-- Study material follows --

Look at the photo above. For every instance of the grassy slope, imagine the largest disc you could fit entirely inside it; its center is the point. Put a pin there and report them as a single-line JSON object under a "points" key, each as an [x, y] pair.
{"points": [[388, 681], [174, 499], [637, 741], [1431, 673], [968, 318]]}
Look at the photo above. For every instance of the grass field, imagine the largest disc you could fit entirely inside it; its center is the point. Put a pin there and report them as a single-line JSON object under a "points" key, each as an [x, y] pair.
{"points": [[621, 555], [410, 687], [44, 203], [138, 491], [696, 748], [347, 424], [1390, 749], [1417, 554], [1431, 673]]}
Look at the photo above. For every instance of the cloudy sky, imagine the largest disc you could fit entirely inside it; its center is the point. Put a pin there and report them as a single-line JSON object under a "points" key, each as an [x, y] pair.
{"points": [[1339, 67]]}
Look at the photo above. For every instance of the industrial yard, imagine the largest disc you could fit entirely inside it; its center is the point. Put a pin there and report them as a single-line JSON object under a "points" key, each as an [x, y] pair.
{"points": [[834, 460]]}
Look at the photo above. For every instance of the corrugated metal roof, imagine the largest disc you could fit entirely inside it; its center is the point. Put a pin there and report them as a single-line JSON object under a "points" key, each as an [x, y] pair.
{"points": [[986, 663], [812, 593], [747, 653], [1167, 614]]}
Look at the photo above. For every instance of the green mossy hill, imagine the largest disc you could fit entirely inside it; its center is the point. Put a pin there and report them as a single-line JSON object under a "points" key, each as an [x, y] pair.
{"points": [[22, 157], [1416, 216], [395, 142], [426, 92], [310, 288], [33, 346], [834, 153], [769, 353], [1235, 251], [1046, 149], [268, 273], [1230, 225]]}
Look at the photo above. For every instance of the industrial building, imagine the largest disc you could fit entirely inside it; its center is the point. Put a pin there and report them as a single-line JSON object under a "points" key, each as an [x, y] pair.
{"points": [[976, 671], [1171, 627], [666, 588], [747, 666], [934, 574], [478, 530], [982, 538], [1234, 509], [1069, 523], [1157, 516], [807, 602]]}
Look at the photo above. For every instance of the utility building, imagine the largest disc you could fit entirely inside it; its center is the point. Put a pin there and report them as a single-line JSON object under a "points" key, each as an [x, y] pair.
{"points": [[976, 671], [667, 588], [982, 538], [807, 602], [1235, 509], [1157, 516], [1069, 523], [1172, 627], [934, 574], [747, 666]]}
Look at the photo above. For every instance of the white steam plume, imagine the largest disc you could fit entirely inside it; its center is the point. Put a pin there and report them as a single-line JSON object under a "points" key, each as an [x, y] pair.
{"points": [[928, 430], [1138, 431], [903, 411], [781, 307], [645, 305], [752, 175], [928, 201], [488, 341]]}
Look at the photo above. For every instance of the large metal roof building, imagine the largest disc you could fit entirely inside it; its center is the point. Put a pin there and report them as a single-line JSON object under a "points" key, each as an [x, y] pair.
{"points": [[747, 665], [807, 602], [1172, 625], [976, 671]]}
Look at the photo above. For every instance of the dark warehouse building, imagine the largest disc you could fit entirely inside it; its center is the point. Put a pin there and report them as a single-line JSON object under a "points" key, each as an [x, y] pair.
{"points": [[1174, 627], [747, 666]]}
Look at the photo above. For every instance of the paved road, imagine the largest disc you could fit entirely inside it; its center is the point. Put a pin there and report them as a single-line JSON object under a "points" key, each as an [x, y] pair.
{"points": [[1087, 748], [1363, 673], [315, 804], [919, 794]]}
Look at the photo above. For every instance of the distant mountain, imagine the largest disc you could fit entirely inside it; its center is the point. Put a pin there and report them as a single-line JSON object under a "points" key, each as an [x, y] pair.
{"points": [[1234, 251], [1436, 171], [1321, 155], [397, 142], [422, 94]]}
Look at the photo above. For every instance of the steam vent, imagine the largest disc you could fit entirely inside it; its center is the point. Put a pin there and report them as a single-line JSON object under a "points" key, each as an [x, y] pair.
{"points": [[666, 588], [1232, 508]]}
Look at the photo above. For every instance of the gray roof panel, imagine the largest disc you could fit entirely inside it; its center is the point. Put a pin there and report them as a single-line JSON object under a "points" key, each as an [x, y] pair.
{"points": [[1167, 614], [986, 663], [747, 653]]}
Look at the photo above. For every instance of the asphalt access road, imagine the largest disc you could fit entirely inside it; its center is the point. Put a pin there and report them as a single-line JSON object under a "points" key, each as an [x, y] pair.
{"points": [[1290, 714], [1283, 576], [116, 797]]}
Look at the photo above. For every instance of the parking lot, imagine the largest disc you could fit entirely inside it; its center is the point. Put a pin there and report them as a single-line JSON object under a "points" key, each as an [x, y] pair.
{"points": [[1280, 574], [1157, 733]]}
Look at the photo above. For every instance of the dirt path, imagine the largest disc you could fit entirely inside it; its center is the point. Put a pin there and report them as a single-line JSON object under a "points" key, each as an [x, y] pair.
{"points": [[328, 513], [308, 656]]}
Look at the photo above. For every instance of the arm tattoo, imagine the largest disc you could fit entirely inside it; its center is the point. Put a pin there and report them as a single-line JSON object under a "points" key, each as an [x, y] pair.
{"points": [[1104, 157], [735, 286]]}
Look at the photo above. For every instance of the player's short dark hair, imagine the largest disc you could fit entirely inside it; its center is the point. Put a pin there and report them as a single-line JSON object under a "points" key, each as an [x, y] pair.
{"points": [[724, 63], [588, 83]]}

-- Study material concluded --

After reading the listing, copy all of it out exactly.

Look at the photo above. For every instance of the grassy slope, imagine the largest disc you could fit entirely inside it; its center is the point. Put a pin there and report them as a single-line JSON object under a "points" key, each as an [x, y] pair.
{"points": [[388, 681], [174, 499], [637, 741], [1431, 673], [968, 318]]}
Look at the photo above. For every instance of the grass field, imagine the largest disc you could fit entirely inside it; its center is the point. Put a pin there and report them as a single-line JSON object under a "points" key, each as an [x, y] pair.
{"points": [[621, 555], [410, 687], [44, 203], [138, 491], [696, 748], [347, 424], [1390, 749], [1417, 554], [1431, 673]]}
Look at the photo above. For every instance of the cloudy sky, imagine the largest disc you could fit entirely inside it; its center is the point. Put a pin there and report them as a single-line JSON object under a "points" key, each as an [x, y] pair.
{"points": [[1339, 67]]}
Look at the photo above. For every instance of the industrial yard, imagine the largest disc you could fit entirely inside it; its center is the point. Put a pin there and report them as a single-line JSON object under a "points" key, each as an [x, y] pair.
{"points": [[834, 460]]}
Look at the photo above. For every instance of the corrugated metal roof, imagine the largest disc you could fit entirely inside it; its center is the point. Put a pin there and report them as a single-line JSON object under a "points" key, each as an [x, y] pair.
{"points": [[986, 663], [812, 593], [747, 653], [1167, 614]]}
Look at the photo above. For every instance of the green mossy hill, imagine the largest disc you could fit entirely inside it; its center is the point. Put a pin there and report them as a single-line JSON object under a "points" key, each as an [x, y] pair.
{"points": [[22, 157], [1416, 216], [395, 142], [426, 92], [310, 288], [33, 346], [834, 153], [769, 353], [1235, 251], [1046, 149], [268, 273], [1230, 225]]}
Look at the photo above. For every instance of the industrial building, imagine the largest disc you could fit entirely inside it; its center is the point. Put a pin there and report them as a single-line JSON object under a "points" key, each as an [x, y] pair.
{"points": [[976, 671], [1171, 627], [666, 588], [747, 666], [934, 574], [478, 530], [982, 538], [1234, 509], [1069, 523], [1157, 516], [807, 602]]}
Look at the photo above. For every instance of the utility building, imagine the largest disc you could fit entirely inside it; its center is the point. Put a pin there and report them as a single-line JSON object under a "points" key, each as an [x, y] pair.
{"points": [[976, 671], [667, 588], [982, 538], [807, 602], [1235, 509], [1157, 516], [1069, 523], [1172, 627], [934, 574], [747, 666]]}
Look at the photo above. For every instance of the white steam plume, imagine the largest disc you could fit entirely inside it; its center is the point. Put a pin there and report them as a single-line JSON object under a "points" key, each as an [x, y] pair.
{"points": [[928, 430], [1138, 431], [903, 411], [781, 307], [645, 305], [752, 175], [928, 201], [488, 341]]}
Look at the photo above. For every instance of the large metal roof building, imagine the largest disc you could fit entirely inside it; its center is the point. Put a pin there and report them as a single-line JSON object under a "points" key, each as an [x, y] pair.
{"points": [[747, 665], [807, 602], [1172, 625], [976, 671]]}
Look at the photo above. For every instance of the dark warehouse building, imagine the largest disc you could fit entirely inside it; its center is the point. Put a pin there and report them as a single-line JSON object under a "points" key, each as an [x, y] pair.
{"points": [[1174, 627], [747, 666]]}
Look at the photo above. For every instance of the paved road, imagine the largest disc you could fit entirely inside it; its center is the point. Put a pin there and report them as a single-line JSON object under a "points" key, each as an [x, y] pair.
{"points": [[1087, 748], [1363, 673], [315, 804], [919, 794]]}
Look at the photo above. For every instance of the distant mountain, imagine the largest disc you could fit entirely inside it; its center is the point. Put a pin there and report them as a single-line JSON object under a "points" key, each as an [x, y] pair.
{"points": [[1234, 251], [1436, 171], [1321, 155], [397, 142], [422, 94]]}
Look at the photo above. For every instance of the steam vent, imagine the largest disc you could fit entirely inside it; its center is the point. Put a pin there and report them as a single-line JSON object under a "points" key, each as an [x, y] pair.
{"points": [[666, 588], [1232, 508]]}
Look at the photo above. For every instance of the gray roof panel, imagine the largest disc you could fit entirely inside it; its center is the point. Put a pin there and report them as a single-line JSON object under a "points" key, each as an [x, y] pair.
{"points": [[1167, 614], [986, 663], [747, 653]]}
Look at the photo above. For every instance of the asphalt access road, imagine the largest disc you could fit entirely inside it; its center is the point. Put a pin there and report them as a single-line JSON object under a "points" key, each as an [x, y] pair.
{"points": [[1290, 714], [1283, 576], [116, 797]]}
Look at the photo above. For every instance of the parking lot, imagine the largest disc you could fit entirely inside it; its center is the point. Put a pin there and report them as a single-line JSON object under a "points" key, each as an [x, y] pair.
{"points": [[1280, 574], [1157, 733]]}
Look at the photo above. For every instance of the dirt path, imagine the largest disc you could fit entirely inside it; its center is the point. Put a pin there and report them as a single-line JSON object under a "points" key, each as an [x, y] pair.
{"points": [[328, 513], [308, 656]]}
Look at the photo above. For every instance of the arm tattoo, imagine the largest disc you could fit entirely inside it; its center is the point. Put a pin there and report them as a single-line JSON object under a "points" key, each as an [x, y] pair.
{"points": [[1104, 157], [735, 286]]}
Look at the photo above. For every instance of the player's short dark hair, imagine the largest disc you could fit entirely inside it; its center is the point. Put a pin there and report them as a single-line JSON object under a "points" key, each as an [x, y] pair.
{"points": [[724, 63], [588, 83]]}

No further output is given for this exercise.